→ Passage provided:
◆ ◆ ◆ ◆
# General Mandolin Topics > eBay, Craig's List, etc. >  Gardelli Lyra Mandolin on eBay

## mrmando

Never seen one quite like this before ... and I'm betting you haven't either.

----------


## KristinEliza

You're right...I haven't.

I have also never seen one that could float in mid-air!   :Smile:

----------


## JEStanek

It's kinda cool but seems way more than I would want to spend on it.  But, I have no idea it's historical significance or value.  You could play Vulcan Folk tunes on it.

Jamie

----------


## Jim Garber

I have seen similar ones esp those other outlandish shapes by the likes of Mozzani. I think there were some Neapolitan makers who competed to see who could make the most ridiculous creations. This one is pretty cool but need some serious work. Someone might buy it for the original bid price. 

Musikalia makes a modernized copy FWIW:

----------


## Jim Garber

Here is a Mozzani that Mandolin brothers had at one time. Equally ridiculous, tho I do like the "boatback" configuration of the bowl.

----------


## Jim Garber

Here is another plainer Gardelli lyra mandolin. BTW I was mistaken, Gardelli was not Neapolitan. he was from Bologna and Roma according to his label.

----------


## brunello97

Federico did have a flair, even with his bowlbacks.  I like his sense of style.

Mick

----------


## JEStanek

I love the fluted ribs on those.  Brian Dean has done that as well.  Remarkably stylish, IMO.

Jamie

----------


## Jim Garber

> I love the fluted ribs on those.  Brian Dean has done that as well.  Remarkably stylish, IMO.


Almost all the Italian makers and even some American ones used fluted ribs on their high end instruments. My #3 orchestra Embergher has them, my #6 Martin and my Pandini as well.
◆ ◆ ◆ ◆
→ Data listing:
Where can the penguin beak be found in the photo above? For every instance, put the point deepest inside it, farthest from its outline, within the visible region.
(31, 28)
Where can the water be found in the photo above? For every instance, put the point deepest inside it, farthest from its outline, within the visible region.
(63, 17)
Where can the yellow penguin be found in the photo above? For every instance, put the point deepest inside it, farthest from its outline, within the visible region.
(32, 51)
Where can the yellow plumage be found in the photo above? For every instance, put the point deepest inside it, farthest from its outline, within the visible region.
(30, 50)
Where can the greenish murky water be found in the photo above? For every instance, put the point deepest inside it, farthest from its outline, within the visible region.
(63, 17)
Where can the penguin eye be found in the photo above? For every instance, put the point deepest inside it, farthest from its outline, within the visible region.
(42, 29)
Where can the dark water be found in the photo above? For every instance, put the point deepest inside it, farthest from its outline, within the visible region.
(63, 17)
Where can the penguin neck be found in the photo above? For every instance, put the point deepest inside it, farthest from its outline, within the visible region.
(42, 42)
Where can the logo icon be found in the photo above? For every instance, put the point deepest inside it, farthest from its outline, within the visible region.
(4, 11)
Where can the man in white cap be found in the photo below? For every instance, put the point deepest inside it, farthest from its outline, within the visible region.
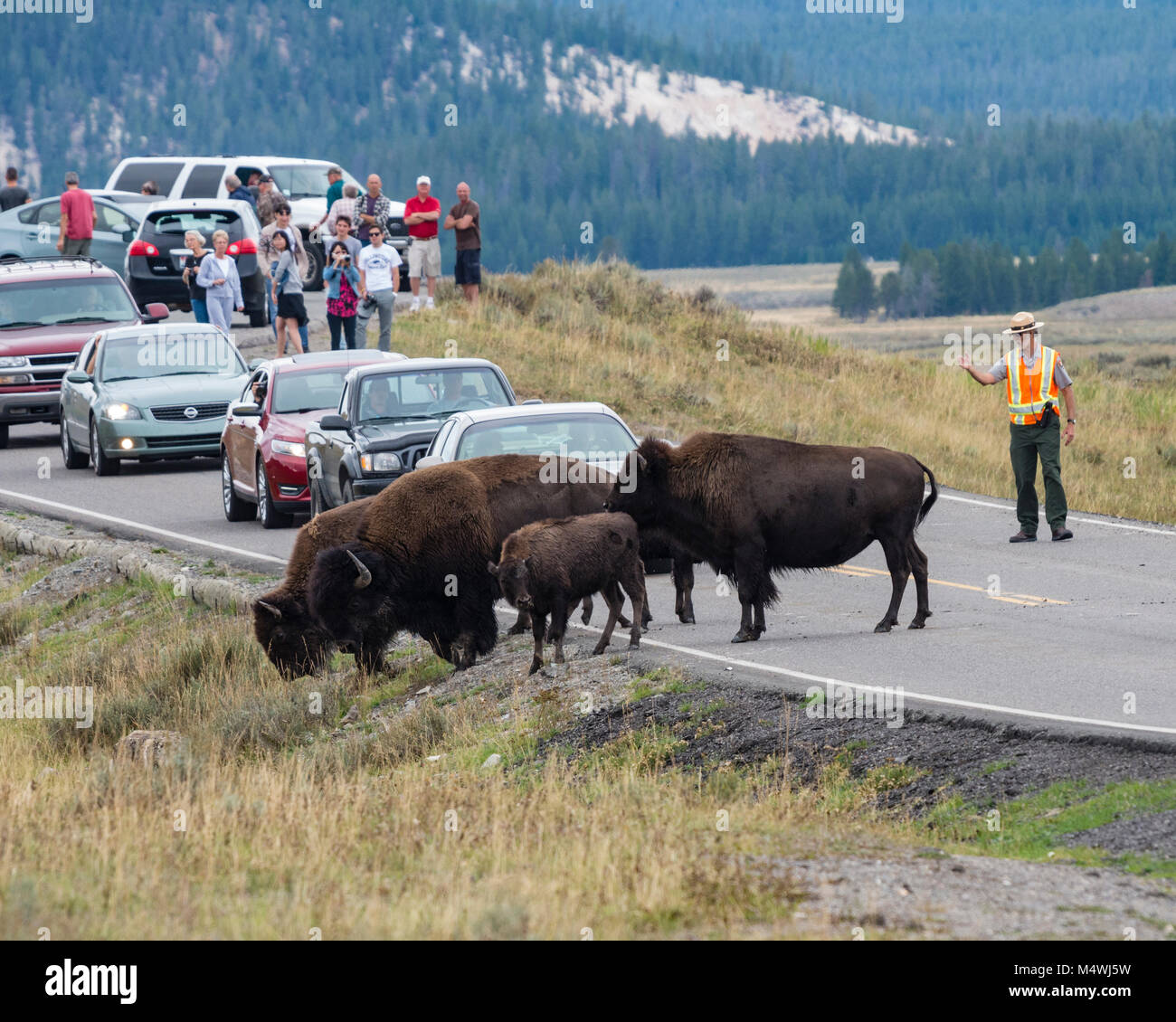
(1034, 378)
(422, 215)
◆ ◆ ◆ ◆
→ What this exercise asks:
[1] Reproduce the rows word for word, starting with the line that contains "Where can the penguin neck" and going on through the last line of the rows. Leave the pictures out of your copy.
[2] Write the next part of the forum thread about the Gardelli lyra mandolin, picking up after its final post.

→ Responses to the exercise:
[1]
Where can the penguin neck be found in the photo above? For every instance, put the point deepest inside it, farthest from its outline, within the visible region.
(42, 42)
Where can the logo icon be found in the photo above? For every instance, put the point deepest inside it, farthest from its outline, within the visible region.
(4, 11)
Where can the man in white cap be found in the photo below? For every instance, put the point deepest inside it, farthest from its outline, within the visible region.
(1034, 378)
(422, 215)

[2]
----------


## Jim Garber

To round out a thread on Gardelli, one more mandolin of his. Nice wood and, it looks like, nice workmanship. Crazy scratchplate.

----------


## Jim Garber

BTW on Gregg Miner's Harp Guitar site is a page with many lyra mandos similar to the Gardellis. Scroll down about halfway and click to see large pics.

----------


## Bruce Clausen

I'm gonna wait till this one comes on the market.  (From the Miner site.)

----------


## mrmando

> This one is pretty cool but need some serious work.


Not that I doubt you, Jim, but I'm wondering what serious work it needs, and how you could determine that from the single, small, rather dingy photograph. 

I've seen other harp mandolins and lyre mandolins, but the arrangement of the tuners on the Gardelli is what caught my eye. 

Tho X. Bui, a hobby builder in Phoenix, has made a couple of Vulcan harps if you're interested.

----------


## brunello97

> Not that I doubt you, Jim, but I'm wondering what serious work it needs, and how you could determine that from the single, small, rather dingy photograph.


Hmmm.  Click on the link in the OP.  Lots of photos there.......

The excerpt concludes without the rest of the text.